=== Problem ===
What follows is a set of records; copy all of it exactly.
......
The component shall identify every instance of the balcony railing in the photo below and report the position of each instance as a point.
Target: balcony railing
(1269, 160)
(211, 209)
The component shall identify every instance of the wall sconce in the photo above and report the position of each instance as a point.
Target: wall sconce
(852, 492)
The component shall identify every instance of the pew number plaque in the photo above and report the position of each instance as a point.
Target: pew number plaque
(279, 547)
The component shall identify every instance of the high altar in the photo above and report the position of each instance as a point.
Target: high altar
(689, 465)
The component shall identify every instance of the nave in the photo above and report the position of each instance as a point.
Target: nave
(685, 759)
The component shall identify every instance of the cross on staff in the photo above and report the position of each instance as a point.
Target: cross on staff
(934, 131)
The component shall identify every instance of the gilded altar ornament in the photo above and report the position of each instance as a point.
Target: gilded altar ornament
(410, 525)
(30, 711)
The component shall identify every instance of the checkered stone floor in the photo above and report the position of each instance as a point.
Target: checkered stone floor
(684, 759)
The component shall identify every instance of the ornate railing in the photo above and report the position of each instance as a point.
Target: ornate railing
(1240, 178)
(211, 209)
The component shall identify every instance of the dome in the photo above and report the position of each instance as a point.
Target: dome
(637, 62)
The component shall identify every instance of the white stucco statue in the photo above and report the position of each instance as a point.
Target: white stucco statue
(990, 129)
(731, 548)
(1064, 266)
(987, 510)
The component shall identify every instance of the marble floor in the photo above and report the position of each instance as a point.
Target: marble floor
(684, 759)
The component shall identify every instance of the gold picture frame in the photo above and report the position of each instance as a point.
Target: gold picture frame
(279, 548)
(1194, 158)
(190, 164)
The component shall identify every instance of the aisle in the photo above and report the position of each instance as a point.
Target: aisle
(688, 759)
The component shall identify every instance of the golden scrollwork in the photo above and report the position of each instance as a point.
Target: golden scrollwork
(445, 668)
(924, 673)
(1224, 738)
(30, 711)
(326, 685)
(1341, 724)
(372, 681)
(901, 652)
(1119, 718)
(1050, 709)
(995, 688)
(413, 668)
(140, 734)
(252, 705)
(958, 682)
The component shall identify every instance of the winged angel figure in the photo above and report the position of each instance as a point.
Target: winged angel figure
......
=== Output ===
The component shall identify every instance of the balcony railing in the photo below and report the position of each instance as a point.
Target: balcony railing
(1269, 160)
(211, 209)
The component shall identify every instance of the wall sconce in the photo above and report the position of each instance as a point.
Target: wall sconce
(852, 492)
The component shall identify every instance of the pew number plaque in the photo above and report the position of each instance as a point.
Target: pew number plaque
(279, 547)
The component shall identify every instance of the high altar in the photo above and report the position of each instance as a point.
Target: high altar
(689, 465)
The component shall identify every instance of the nave in the photo above and report the position of each instance as a point.
Target: nave
(685, 759)
The component shall identify every instance of the cross on staff in the photo above and report the position of each instance as a point.
Target: cross on staff
(934, 131)
The component shall identify every instance of the gilded altar ornament in the photo above and report the position of each instance as a point.
Target: gilded altar ornament
(410, 525)
(30, 711)
The component shall identify every instance of the checkered stone floor in the photo above and report the position of each instance as a point.
Target: checkered stone floor
(684, 759)
The component shall identify every instance of the ornate railing in the photo above and report the position of each instance as a point.
Target: ornate railing
(1240, 178)
(211, 209)
The component shall identify every instance of the dome in the photo above and report the position of each instance as a point.
Target: dome
(637, 62)
The component shall identify every instance of the white stucco statue in the photo above and report the position of each instance as a point.
Target: white stucco statue
(990, 129)
(731, 548)
(1064, 266)
(987, 510)
The component shall identify every instance of the marble floor in the photo above and report the position of each instance as a point.
Target: marble floor
(684, 759)
The component shall identify every instance of the gold picture frame in the photo above and report the position of each instance as a point.
Target: gold picture frame
(279, 548)
(1194, 158)
(190, 164)
The component shall identify every instance of the aisle in the photo above and report the position of each instance as a point.
Target: aisle
(688, 759)
The component shall identify every instance of the golden scrollwork in the photo above and report the position of each instance as a point.
Target: golden scrollwork
(445, 668)
(924, 673)
(1224, 738)
(30, 711)
(326, 685)
(1341, 724)
(372, 681)
(901, 652)
(1119, 718)
(1050, 709)
(995, 688)
(413, 668)
(140, 734)
(252, 705)
(958, 682)
The component shall identify every instance of the winged angel figure in the photo above and report the position of each instance as a point.
Target: winged angel figure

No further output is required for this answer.